*Requirements*. Rewrite all of the rows below, changing every "Target" to "Object" and leaving everything else the same.

— begin Data listing —

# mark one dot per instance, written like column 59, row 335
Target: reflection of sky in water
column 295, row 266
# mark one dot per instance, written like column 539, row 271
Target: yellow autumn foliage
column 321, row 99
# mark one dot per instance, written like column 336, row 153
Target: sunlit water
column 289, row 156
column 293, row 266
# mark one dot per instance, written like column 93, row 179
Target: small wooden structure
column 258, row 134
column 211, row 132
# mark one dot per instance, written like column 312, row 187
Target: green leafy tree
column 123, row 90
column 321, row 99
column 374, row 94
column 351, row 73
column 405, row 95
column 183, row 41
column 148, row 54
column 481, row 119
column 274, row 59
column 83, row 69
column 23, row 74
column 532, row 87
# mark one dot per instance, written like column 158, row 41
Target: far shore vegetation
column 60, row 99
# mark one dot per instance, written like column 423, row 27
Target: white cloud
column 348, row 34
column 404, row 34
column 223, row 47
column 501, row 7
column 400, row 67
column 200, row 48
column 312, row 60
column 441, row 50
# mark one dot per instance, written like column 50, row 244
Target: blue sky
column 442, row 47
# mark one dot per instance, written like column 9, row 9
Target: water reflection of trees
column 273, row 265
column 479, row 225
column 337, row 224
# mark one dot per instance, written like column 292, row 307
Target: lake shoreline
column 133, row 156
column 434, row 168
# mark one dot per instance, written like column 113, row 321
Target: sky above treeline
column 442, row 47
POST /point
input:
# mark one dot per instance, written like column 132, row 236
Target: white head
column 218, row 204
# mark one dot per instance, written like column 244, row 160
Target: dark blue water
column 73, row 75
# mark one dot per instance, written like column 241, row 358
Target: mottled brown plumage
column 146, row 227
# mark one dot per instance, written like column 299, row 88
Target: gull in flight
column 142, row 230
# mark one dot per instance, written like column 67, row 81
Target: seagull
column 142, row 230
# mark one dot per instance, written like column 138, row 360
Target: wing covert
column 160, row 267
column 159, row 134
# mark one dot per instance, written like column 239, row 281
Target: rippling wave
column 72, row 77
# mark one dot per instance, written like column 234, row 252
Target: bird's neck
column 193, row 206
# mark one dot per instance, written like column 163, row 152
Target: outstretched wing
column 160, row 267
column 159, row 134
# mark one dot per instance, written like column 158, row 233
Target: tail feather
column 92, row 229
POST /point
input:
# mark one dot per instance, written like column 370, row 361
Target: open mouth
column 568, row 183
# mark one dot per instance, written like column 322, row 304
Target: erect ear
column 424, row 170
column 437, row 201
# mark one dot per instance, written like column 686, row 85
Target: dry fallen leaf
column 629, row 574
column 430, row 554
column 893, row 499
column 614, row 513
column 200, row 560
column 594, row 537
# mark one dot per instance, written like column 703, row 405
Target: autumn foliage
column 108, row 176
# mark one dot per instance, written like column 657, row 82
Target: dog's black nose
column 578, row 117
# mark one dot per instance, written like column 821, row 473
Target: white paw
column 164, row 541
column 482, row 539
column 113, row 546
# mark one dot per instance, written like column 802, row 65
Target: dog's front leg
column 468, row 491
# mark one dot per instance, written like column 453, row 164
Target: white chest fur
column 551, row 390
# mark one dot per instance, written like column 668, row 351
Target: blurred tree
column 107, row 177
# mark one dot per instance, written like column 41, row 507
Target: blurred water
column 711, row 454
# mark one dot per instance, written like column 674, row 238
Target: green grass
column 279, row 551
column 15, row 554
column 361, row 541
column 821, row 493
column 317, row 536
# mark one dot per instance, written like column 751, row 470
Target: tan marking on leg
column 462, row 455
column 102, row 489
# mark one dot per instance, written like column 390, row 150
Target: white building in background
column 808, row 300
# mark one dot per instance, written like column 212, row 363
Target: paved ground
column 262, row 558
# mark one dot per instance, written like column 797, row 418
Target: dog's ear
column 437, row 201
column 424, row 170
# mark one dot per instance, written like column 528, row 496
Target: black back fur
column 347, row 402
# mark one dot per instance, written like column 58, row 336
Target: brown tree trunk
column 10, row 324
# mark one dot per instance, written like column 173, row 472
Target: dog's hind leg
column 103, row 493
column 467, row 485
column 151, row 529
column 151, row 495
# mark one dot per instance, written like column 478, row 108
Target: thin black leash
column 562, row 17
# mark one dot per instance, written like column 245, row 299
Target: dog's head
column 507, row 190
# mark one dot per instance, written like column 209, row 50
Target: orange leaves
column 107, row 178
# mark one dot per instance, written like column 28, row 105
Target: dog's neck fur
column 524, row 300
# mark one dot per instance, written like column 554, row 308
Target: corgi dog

— end Data listing —

*Task output*.
# mark one dot per instance, written like column 59, row 335
Object: reflection of sky in water
column 295, row 266
# mark one dot per instance, written like column 539, row 271
Object: yellow autumn foliage
column 321, row 99
# mark one dot per instance, written like column 336, row 153
Object: sunlit water
column 289, row 156
column 293, row 266
# mark one dot per instance, written like column 93, row 179
Object: small wooden structure
column 258, row 134
column 211, row 132
# mark one dot per instance, written like column 312, row 187
Object: green leafy tree
column 123, row 90
column 321, row 99
column 374, row 94
column 351, row 73
column 405, row 95
column 183, row 41
column 148, row 54
column 481, row 119
column 274, row 59
column 83, row 69
column 23, row 74
column 532, row 87
# mark one dot per instance, written like column 158, row 41
Object: far shore vegetation
column 60, row 99
# mark one dot per instance, written like column 423, row 27
Object: white cloud
column 348, row 34
column 404, row 34
column 223, row 47
column 501, row 7
column 400, row 67
column 200, row 48
column 312, row 60
column 441, row 50
# mark one dot per instance, written like column 50, row 244
Object: blue sky
column 442, row 47
# mark one dot per instance, written like column 9, row 9
Object: water reflection of trees
column 273, row 265
column 479, row 225
column 337, row 224
# mark one dot per instance, written like column 292, row 307
Object: lake shoreline
column 133, row 156
column 434, row 168
# mark one dot per instance, written like column 113, row 321
Object: sky above treeline
column 442, row 47
POST /point
input:
# mark one dot per instance, written like column 132, row 236
Object: white head
column 218, row 204
# mark one dot per instance, written like column 244, row 160
Object: dark blue water
column 73, row 75
# mark one dot per instance, written like column 241, row 358
Object: mottled brown plumage
column 146, row 227
# mark one dot per instance, written like column 299, row 88
Object: gull in flight
column 142, row 230
# mark one dot per instance, written like column 67, row 81
Object: seagull
column 142, row 230
# mark one dot per instance, written like column 138, row 360
Object: wing covert
column 160, row 267
column 159, row 134
# mark one dot per instance, written like column 239, row 281
Object: rippling wave
column 72, row 77
# mark one dot per instance, written like column 234, row 252
Object: bird's neck
column 193, row 206
# mark one dot per instance, written like column 163, row 152
Object: outstretched wing
column 160, row 267
column 159, row 134
# mark one dot per instance, written like column 158, row 233
Object: tail feather
column 92, row 229
POST /point
input:
# mark one dot per instance, written like column 370, row 361
Object: open mouth
column 568, row 183
# mark one dot per instance, written like column 322, row 304
Object: erect ear
column 424, row 170
column 437, row 201
# mark one dot per instance, written like column 686, row 85
Object: dry fallen leaf
column 629, row 574
column 430, row 554
column 893, row 499
column 614, row 513
column 200, row 560
column 594, row 537
# mark one dot per instance, written like column 703, row 405
Object: autumn foliage
column 108, row 176
# mark one dot per instance, written like column 657, row 82
Object: dog's black nose
column 578, row 117
# mark one dot per instance, written like column 821, row 473
Object: white paw
column 164, row 541
column 482, row 539
column 113, row 546
# mark one dot per instance, written like column 802, row 65
Object: dog's front leg
column 468, row 491
# mark one dot per instance, written like column 453, row 164
Object: white chest fur
column 551, row 390
# mark one dot per instance, written like column 668, row 351
Object: blurred tree
column 107, row 177
# mark one dot per instance, written like column 41, row 507
Object: blurred water
column 711, row 454
# mark one dot per instance, written like column 674, row 238
Object: green grass
column 279, row 551
column 15, row 554
column 361, row 541
column 821, row 493
column 317, row 536
# mark one dot per instance, written like column 751, row 470
Object: tan marking on leg
column 462, row 455
column 102, row 489
# mark one dot per instance, written like column 390, row 150
Object: white building in background
column 808, row 300
# mark one dot per instance, written like column 212, row 363
Object: paved ground
column 262, row 558
# mark one dot per instance, written like column 797, row 418
Object: dog's ear
column 437, row 201
column 424, row 170
# mark one dot per instance, written like column 528, row 496
Object: black back fur
column 347, row 402
# mark one dot per instance, written like column 58, row 336
Object: brown tree trunk
column 10, row 324
# mark one dot per instance, written like column 173, row 472
Object: dog's hind leg
column 103, row 493
column 467, row 485
column 151, row 529
column 151, row 495
# mark one dot per instance, written like column 478, row 108
Object: thin black leash
column 562, row 17
# mark one dot per instance, written like column 245, row 299
Object: dog's head
column 507, row 190
# mark one dot per instance, written like column 209, row 50
Object: orange leaves
column 107, row 178
# mark one dot per instance, written like column 28, row 105
Object: dog's neck fur
column 524, row 300
# mark one dot per instance, written like column 554, row 308
Object: corgi dog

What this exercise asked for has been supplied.